出題 1:
次の (a)〜(c) が戦後教育をめぐる対話の内容と合っているか、それぞれ「はい」か「いいえ」で答えよ。判断の決め手となる本文の語句をそのまま引用して添えること。
(a) 教育刷新委員会は、8人の教育関係者からなる組織だった。
(b) Bは、個人主義を自己の権利だけを尊重する考え方だと説明している。
(c) Tは、教育刷新委員会を取り上げたNHKの番組を見ていない。

提示文:
言うまでもなく日本は、現在、アメリカ合衆国に次ぐ経済大国ですが、終戦(敗戦)からここまで来られたのも先人達の努力の賜と思います。しかし、今の日本人には、国民共通の基本理念に対する迷いがあります。もはや「恥」の文化は存在しないのかも知れません。その原因は何だと思いますか? 大きいテーマなので、今日は戦後教育に限定して論じましょう。
A 僕は、個人主義を中心とした戦後教育が間違っていると思います。人権尊重も大事ですが、あまりにも自分本位で公のことに関心を示さない人が多すぎます。この間なんか、電車の中でキスをしているアベックを見ました。この間ガールフレンドにふられたばかりなので、無性に腹が立ちました。
B ガールフレンドにふられたのは同情します。ただ、君の言う個人主義は利己主義の意味だと思います。
T そうですね。小林よしのりの『戦争論』でも利己主義の意味で個人主義を使っていました。定義は、しっかりと共有しておかないと『朝まで生テレビ』みたいに議論が噛み合わなくなります。B君、個人主義とは本来、どういう意味ですか?
B 個人主義は、自己の人権・権利・自由だけでなく他者の人権・権利・自由も尊重するという考え方です。フランス人権宣言にも確かそのような趣旨のことが書かれていたはずです。
C B君に同意します。今年の終戦(敗戦)記念日の前後に、NHKの番組で「教育刷新委員会」が取り上げられていました。「教育刷新委員会」とは、終戦直後の日本国政府から委託を受けた8人の教育関係者からなる組織で、ここでは、個人と公(公共)との関係が論争となりました。そこで、ある委員の発言がありましたが、「個人主義」とは誤解を招きやすい表現で、「自他主義」のほうが正確な意味を表すとのことでした。
T そうですね。「個人主義」とは、自分と同じく他者を尊重する考え方です。私も、そのNHKの番組を見ましたが、個人と公(公共)は矛盾しないと考えます。正確には、個人と公(公共)は矛盾しないように調整されなければならないと考えます。フランス人権宣言にも、「自由は、他人を害しないすべてをなしうることに存する」とあります。実は紀元前にも、ブッダは、人は誰でも自分が世の中で一番愛しいと考えるから、「おのれの愛しいことを知る者は、他の者を害してはならぬ」と言っています。

出題 2: 記録のうち、「of the black」を含む行から記録の最後の行まで（両端を含む）を、「blue painted step」を「blue concrete step」に書き換えて示せ。ほかの部分は変えないこと。

提供情報:

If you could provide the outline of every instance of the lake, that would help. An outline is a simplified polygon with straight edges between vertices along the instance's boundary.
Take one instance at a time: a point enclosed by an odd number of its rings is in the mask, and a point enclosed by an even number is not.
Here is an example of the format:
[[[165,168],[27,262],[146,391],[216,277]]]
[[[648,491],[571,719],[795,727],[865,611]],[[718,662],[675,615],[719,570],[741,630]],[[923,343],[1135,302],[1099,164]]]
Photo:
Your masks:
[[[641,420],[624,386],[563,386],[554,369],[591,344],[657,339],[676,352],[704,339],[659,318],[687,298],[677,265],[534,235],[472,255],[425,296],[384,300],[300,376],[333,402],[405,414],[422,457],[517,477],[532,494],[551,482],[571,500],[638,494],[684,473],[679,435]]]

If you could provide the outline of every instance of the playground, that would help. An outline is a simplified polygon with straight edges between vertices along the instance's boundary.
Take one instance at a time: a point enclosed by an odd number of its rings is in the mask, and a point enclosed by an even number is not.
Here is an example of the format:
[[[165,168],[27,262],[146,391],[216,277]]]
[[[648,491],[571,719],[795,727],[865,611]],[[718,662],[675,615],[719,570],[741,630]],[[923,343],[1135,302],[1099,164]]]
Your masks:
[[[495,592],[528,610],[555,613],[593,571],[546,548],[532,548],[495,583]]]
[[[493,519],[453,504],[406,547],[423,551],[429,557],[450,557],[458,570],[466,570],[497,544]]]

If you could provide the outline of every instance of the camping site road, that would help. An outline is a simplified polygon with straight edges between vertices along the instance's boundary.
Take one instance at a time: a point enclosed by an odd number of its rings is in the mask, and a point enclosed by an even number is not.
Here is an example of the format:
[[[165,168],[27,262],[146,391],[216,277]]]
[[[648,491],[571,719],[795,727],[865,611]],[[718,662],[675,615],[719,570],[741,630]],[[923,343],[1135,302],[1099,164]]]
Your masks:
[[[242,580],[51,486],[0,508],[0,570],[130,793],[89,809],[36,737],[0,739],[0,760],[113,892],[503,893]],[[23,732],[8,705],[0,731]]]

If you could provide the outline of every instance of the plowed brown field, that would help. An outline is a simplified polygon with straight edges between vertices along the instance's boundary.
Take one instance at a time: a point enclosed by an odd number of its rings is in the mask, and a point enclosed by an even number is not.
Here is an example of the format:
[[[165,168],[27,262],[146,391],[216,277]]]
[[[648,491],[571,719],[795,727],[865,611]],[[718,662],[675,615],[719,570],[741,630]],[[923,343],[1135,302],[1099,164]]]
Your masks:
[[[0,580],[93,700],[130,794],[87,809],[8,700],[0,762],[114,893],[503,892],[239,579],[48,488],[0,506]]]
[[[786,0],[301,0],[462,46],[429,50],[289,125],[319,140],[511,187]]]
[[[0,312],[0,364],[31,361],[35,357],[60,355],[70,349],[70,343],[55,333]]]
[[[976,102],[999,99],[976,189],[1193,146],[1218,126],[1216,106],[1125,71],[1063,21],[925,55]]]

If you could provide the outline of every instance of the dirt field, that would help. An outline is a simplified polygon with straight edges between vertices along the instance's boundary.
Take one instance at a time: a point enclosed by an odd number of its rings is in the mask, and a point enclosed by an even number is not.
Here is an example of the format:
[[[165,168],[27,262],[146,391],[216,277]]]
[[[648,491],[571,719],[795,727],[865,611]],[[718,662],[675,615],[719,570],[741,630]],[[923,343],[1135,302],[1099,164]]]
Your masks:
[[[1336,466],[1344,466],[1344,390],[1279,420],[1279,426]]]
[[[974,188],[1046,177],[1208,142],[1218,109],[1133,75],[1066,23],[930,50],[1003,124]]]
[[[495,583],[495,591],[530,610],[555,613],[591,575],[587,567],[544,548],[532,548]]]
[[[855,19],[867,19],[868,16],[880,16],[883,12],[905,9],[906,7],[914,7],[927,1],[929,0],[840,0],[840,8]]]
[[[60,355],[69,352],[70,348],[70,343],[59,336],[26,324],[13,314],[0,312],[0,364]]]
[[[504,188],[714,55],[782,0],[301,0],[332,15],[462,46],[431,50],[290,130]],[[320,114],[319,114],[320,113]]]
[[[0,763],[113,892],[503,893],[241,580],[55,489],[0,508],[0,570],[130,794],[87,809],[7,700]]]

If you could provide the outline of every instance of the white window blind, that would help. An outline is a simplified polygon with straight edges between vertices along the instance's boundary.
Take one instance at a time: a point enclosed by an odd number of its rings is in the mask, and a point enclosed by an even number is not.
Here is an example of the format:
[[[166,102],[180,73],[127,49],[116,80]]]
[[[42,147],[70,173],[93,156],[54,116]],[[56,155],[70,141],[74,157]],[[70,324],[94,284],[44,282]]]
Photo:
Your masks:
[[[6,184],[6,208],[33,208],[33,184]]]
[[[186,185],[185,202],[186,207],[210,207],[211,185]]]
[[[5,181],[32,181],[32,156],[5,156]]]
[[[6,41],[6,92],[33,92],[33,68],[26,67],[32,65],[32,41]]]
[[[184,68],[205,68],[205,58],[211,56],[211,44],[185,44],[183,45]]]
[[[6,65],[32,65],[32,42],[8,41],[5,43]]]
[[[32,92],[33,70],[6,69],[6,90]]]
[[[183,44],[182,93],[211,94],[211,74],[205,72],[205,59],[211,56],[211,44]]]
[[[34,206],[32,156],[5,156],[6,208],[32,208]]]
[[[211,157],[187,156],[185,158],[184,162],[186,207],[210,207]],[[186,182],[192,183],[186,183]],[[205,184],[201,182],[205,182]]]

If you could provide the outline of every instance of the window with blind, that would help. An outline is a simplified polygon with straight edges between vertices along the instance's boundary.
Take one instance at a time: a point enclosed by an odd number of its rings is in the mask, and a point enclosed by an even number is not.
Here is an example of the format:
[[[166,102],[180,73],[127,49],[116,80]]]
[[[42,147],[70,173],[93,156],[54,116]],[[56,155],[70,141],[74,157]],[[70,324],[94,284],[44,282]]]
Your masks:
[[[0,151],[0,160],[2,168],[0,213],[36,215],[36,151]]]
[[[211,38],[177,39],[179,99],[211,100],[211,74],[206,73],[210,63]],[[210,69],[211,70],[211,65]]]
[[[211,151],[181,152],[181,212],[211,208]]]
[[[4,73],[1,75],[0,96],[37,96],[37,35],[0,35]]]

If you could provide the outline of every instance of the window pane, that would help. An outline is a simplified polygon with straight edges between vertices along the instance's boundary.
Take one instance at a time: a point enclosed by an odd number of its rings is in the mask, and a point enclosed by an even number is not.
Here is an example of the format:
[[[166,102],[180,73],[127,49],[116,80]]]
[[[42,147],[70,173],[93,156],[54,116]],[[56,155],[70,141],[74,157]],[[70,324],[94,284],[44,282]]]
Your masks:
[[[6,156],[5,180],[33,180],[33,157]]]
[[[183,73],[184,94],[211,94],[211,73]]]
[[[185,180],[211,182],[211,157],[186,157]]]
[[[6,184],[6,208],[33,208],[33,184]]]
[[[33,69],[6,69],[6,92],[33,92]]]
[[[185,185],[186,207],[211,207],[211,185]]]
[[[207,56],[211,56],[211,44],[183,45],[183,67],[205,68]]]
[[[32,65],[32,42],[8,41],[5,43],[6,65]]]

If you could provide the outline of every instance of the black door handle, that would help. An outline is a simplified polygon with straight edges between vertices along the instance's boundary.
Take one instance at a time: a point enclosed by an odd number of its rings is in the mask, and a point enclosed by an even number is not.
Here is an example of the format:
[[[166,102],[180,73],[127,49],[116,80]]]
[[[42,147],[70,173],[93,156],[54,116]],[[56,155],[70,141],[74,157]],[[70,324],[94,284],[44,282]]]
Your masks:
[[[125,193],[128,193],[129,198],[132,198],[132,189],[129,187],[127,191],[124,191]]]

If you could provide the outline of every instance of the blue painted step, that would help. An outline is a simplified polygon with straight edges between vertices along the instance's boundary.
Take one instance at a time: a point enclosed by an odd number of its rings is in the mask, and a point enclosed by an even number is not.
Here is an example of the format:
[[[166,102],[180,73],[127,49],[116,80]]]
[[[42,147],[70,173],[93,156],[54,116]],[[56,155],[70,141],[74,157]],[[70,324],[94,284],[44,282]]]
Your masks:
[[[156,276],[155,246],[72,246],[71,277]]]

解答 1:
(a) はい。「終戦直後の日本国政府から委託を受けた8人の教育関係者からなる組織」
(b) いいえ。「自己の人権・権利・自由だけでなく他者の人権・権利・自由も尊重するという考え方です」
(c) いいえ。「私も、そのNHKの番組を見ました」

解答 2:
If you could provide the outline of every instance of the black door handle, that would help. An outline is a simplified polygon with straight edges between vertices along the instance's boundary.
Take one instance at a time: a point enclosed by an odd number of its rings is in the mask, and a point enclosed by an even number is not.
Here is an example of the format:
[[[166,102],[180,73],[127,49],[116,80]]]
[[[42,147],[70,173],[93,156],[54,116]],[[56,155],[70,141],[74,157]],[[70,324],[94,284],[44,282]]]
Your masks:
[[[125,193],[128,193],[129,198],[132,198],[132,189],[129,187],[127,191],[124,191]]]

If you could provide the outline of every instance of the blue concrete step, that would help. An outline is a simplified polygon with straight edges between vertices along the instance's boundary.
Take one instance at a time: a point enclosed by an odd number of its rings is in the mask, and a point enclosed by an even number is not.
Here is an example of the format:
[[[166,102],[180,73],[127,49],[116,80]]]
[[[42,147],[70,173],[93,156],[54,116]],[[56,155],[70,141],[74,157]],[[70,324],[94,284],[44,282]]]
Your masks:
[[[156,276],[155,246],[72,246],[71,277]]]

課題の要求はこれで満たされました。